▶ _Description of the task_
Using the records below, give again exactly the lines from the line that contains "For the audit, pick out each instance of the tan" through the line that contains "Target: human hand", both ends included, and only those.

------------------------

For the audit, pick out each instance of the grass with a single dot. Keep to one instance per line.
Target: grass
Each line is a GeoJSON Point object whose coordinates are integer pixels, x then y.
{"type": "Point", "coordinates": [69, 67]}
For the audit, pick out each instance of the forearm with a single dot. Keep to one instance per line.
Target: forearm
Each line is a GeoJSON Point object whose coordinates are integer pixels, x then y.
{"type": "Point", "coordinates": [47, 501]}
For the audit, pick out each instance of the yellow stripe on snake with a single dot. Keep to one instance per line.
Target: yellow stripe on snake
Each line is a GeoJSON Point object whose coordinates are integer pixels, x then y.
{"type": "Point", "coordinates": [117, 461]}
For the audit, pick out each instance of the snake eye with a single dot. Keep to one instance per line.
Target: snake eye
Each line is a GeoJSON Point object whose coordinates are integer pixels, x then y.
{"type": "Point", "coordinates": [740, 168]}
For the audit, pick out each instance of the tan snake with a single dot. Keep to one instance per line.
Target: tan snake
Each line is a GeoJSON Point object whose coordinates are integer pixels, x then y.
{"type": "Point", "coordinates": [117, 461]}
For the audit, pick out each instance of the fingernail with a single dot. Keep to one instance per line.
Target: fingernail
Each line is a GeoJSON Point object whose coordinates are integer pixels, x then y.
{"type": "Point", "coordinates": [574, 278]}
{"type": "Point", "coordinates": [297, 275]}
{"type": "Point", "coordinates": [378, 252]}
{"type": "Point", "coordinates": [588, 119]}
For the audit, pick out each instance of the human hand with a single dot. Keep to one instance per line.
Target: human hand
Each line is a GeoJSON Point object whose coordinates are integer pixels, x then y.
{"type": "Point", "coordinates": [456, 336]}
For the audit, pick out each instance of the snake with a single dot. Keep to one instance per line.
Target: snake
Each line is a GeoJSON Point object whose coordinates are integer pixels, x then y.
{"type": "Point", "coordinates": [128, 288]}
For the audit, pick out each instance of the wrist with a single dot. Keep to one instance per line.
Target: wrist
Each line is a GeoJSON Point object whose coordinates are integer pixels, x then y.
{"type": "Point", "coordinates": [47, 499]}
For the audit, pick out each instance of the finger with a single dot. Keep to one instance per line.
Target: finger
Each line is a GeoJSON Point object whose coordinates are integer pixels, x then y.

------------------------

▶ _Task solution_
For the audit, pick out each instance of the tan snake with a single dot. Keep to one instance per line.
Target: tan snake
Each line is a GeoJSON Point object whose coordinates are integer pixels, x then y.
{"type": "Point", "coordinates": [117, 461]}
For the audit, pick out each instance of the fingernail with a single dot. Keep to one instance per line.
Target: fingernail
Each line is a GeoJSON Point object whose coordinates are integer pixels, x then y.
{"type": "Point", "coordinates": [574, 278]}
{"type": "Point", "coordinates": [297, 275]}
{"type": "Point", "coordinates": [378, 252]}
{"type": "Point", "coordinates": [588, 119]}
For the audit, pick out each instance of the human hand with a single dot. Keep to one instance per line.
Target: human hand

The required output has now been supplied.